Aim of the exercise:
Transcribe exactly, and only, the lines that run from the one containing "of the sunlit" through the end of the records.

▼▼▼

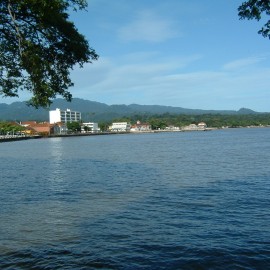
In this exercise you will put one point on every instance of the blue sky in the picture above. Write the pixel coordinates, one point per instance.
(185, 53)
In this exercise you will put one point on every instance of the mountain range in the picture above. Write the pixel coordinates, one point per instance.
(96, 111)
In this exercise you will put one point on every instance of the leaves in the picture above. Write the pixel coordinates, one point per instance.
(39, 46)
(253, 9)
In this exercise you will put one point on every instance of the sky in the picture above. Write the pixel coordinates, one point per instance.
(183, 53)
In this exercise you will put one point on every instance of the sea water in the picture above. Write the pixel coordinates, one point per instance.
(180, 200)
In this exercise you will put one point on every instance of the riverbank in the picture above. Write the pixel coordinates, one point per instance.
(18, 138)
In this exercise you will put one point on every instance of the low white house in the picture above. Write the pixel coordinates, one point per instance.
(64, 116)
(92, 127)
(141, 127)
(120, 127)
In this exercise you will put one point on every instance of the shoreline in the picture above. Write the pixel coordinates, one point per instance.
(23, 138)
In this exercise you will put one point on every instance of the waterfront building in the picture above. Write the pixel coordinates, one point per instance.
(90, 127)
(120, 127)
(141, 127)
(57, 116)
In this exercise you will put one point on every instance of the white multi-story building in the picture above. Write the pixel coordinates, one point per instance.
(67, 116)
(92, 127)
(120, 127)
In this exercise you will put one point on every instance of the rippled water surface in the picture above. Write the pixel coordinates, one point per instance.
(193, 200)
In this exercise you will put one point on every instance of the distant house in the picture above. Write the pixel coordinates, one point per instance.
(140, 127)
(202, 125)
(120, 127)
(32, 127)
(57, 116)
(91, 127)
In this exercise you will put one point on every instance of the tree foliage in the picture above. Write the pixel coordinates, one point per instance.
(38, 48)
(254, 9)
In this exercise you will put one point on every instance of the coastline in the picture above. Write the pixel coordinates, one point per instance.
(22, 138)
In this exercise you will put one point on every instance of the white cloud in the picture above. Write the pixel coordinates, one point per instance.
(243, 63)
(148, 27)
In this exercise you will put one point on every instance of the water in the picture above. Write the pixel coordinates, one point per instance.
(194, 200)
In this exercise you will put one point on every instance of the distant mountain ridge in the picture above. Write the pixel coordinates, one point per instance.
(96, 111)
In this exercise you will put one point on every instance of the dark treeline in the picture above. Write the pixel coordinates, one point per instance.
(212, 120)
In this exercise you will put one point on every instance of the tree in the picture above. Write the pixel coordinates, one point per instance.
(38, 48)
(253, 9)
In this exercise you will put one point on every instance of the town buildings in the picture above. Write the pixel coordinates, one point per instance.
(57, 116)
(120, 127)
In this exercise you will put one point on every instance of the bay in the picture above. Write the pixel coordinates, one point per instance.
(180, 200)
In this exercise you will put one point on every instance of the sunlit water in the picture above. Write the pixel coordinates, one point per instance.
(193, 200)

▲▲▲

Answer box:
In this exercise you will put one point on every instance of the sunlit water in the picture above. Write the pixel coordinates, one point per instance.
(193, 200)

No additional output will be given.